--- PASSAGE GIVEN ---

Frances Crook, Chief Executive of the Howard League for Penal Reform, said: “Last year the Chief Inspector of Prisons said that there was no prison in the land where a child was safe. This report, which supports the Howard League’s research, helps to explain why.

“It is scandalous that children are being held by the state in conditions where bullying and violence are a part of everyday life – and, by resorting to more and more punishment in a desperate attempt to solve the problem, understaffed prisons are making matters worse.

“Today I have written to the prisons minister, asking for a meeting to discuss the problem of additional days’ imprisonment. It is high time that this inhumane treatment of children was ended once and for all.”

Research by the Howard League last year showed that children and young adults in prison were being disproportionately affected by adjudications and additional days. Prisons that hold children were found to have recorded some of the largest increases in the use of additional days.

Cookham Wood prison, which primarily holds children aged 15 to 18, handed down 1,059 additional days in 2016, compared to 784 in 2015 and 207 in 2014.

--- DATA EXTRACT ---

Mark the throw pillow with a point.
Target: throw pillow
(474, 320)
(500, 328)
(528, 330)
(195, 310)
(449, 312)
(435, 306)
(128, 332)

---

▸ SET OF TASKS:
[a] In the passage on children held in prison, how many additional days did Cookham Wood prison hand down in 2015?
[b] Please pick up the passage on children held in prison after its final sentence and carry it on.
The records have nothing to do with the passage on children held in prison.

▸ REPLIES:
[a] 784

[b]
Feltham prison handed down 3,027 additional days in 2016, almost double the 1,526 handed down in 2015. An HM Inspectorate of Prisons report on Feltham, published last year, found that conditions in the prison, particularly in relation to safety, had deteriorated and that “this had resulted in a cycle of violence and punitive responses, with no obvious strategy to break it”.

The Howard League’s research also found that black and minority ethnic prisoners were more likely to be punished with additional days.

Notes to editors

  1. The Howard League for Penal Reform is the oldest penal reform charity in the world. It is a national charity working for less crime, safer communities and fewer people in prison.
  1. The thematic report will be published in full on Wednesday 21 March on the Her Majesty’s Inspectorate of Probation website.
  1. The Howard League report, Out of control: punishment in prison, can be found on the charity’s website.
  1. The most recent inspection report on Feltham prison can be found on the Her Majesty’s Inspectorate for Prisons website.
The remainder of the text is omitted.